__Short problem__: Copy out the data below, switching every "dot" to "marker" and keeping everything else unchanged.

* Begin Extracted information *

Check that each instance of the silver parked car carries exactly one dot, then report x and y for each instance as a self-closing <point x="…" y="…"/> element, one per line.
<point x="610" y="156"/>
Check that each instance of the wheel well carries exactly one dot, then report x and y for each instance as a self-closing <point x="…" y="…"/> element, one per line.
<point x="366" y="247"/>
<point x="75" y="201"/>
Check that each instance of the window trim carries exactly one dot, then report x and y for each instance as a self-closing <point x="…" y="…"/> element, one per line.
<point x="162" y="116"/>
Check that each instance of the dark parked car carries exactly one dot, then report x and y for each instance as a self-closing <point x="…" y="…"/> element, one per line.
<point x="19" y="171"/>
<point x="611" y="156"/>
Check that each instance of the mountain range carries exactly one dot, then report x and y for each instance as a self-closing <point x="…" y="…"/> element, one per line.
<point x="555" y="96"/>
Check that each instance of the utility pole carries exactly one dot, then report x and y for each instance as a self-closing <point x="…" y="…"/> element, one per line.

* End Extracted information *

__Written reply__:
Check that each instance of the silver parked car carries exactly one marker, then report x and y for each instance as a self-closing <point x="…" y="…"/> element, one per line.
<point x="610" y="156"/>
Check that each instance of the wheel well carries exactly one marker, then report x and y for each instance as a self-closing <point x="…" y="…"/> element, one per line.
<point x="366" y="247"/>
<point x="75" y="201"/>
Check that each instance of the window trim carries exactly one marker, then report x and y for each instance as a self-closing <point x="…" y="…"/> element, one per line.
<point x="162" y="116"/>
Check that each instance of the dark parked car carries exactly one marker, then report x and y for each instance as a self-closing <point x="…" y="…"/> element, one per line.
<point x="19" y="171"/>
<point x="611" y="156"/>
Check that each instance of the mountain range carries exactly one marker, then report x and y for each instance as a self-closing <point x="…" y="…"/> element, one per line.
<point x="555" y="96"/>
Check that each instance of the utility pole carries exactly one marker, then report x and y for each instance as a self-closing <point x="…" y="…"/> element, one per line.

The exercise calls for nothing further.